With planting season right around the corner, and spring just days away, it’s just about the time when investors looking for diversification turn their sights towards the Ag Markets. Lucky for us, M6 Capital recently published their opinion for what’s in store for the year to come, and the first tidbit is that speculators don’t appear to be waiting for spring to officially begin to make their decisions on where prices are headed…
“The Combined Speculative Position has increased…nearly 400,000 contracts [to net long] in the last 4 weeks, one of the largest 4 week speculative buying campaigns ever.”
(Disclaimer: Past performance is not necessarily indicative of future results)
While the early spike (in Corn and Wheat) has been mainly be attributed to tensions in Ukraine, M6 believes it isn’t Europe, but South America & U.S. conditions that might change the course of grain trends moving forward.
“M6 is of the opinion that Brazil and Argentina will return to selling and exporting large quantities of corn this summer. For Argentina, the largest single source of government revenue is grain export taxes. With a 24 million tonne crop and domestic use of only 8 million tonnes, there will be plenty to export. Their government is expected to issue export licenses shortly so exports can begin. At M6 Capital, we believe U.S. old crop (Sep 1) stocks will be a plentiful 1.5 billion bushels and new crop supplies (beginning stocks + new crop production) will be a record, large 15.9 billion bushels. Thus, we believe prices will eventually trade lower than current levels, and potentially much lower (Figure 2).”

Given instruction a
In the grain market commentary, render this sentence in Spanish: "For Argentina, the largest single source of government revenue is grain export taxes."

[Records from a dataset]
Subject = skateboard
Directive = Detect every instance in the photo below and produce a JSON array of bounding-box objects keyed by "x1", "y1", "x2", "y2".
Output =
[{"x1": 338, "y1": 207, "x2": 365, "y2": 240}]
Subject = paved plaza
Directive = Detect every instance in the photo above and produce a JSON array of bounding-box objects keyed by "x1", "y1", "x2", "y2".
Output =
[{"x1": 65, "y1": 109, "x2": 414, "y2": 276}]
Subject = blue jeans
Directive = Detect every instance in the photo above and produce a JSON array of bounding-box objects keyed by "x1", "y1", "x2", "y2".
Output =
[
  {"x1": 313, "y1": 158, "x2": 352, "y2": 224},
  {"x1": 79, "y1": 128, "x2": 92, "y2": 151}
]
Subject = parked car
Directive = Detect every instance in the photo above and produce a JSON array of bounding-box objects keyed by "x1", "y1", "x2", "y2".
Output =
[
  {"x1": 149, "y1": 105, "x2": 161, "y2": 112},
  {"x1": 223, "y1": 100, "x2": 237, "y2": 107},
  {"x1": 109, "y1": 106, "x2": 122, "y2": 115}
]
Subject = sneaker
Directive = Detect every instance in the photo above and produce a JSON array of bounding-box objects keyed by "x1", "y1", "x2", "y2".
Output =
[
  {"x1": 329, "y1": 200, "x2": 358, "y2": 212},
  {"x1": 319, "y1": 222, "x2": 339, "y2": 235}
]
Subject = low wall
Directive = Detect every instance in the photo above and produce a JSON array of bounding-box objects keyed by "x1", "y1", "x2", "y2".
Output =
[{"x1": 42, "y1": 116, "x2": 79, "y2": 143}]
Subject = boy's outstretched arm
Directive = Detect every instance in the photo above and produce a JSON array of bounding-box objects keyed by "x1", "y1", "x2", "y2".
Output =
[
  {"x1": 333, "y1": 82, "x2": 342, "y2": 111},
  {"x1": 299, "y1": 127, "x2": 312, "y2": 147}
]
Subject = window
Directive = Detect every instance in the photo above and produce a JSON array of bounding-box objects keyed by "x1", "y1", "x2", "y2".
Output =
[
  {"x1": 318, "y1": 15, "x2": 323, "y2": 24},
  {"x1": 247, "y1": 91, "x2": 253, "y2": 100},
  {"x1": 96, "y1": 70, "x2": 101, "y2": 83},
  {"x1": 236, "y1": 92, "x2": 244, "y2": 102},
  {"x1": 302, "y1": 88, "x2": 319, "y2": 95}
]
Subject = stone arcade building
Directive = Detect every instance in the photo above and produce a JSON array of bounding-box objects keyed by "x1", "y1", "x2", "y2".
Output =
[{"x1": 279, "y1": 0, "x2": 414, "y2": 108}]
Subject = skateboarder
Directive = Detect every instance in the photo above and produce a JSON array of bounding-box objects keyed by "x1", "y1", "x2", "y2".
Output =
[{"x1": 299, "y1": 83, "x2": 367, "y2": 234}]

Given instruction b
Pick out every line of the records that contains the string "Subject", matching case exactly.

Finished answer a
Para Argentina, la mayor fuente individual de ingresos del gobierno son los impuestos a la exportación de granos.

Finished answer b
Subject = skateboard
Subject = paved plaza
Subject = blue jeans
Subject = parked car
Subject = sneaker
Subject = low wall
Subject = boy's outstretched arm
Subject = window
Subject = stone arcade building
Subject = skateboarder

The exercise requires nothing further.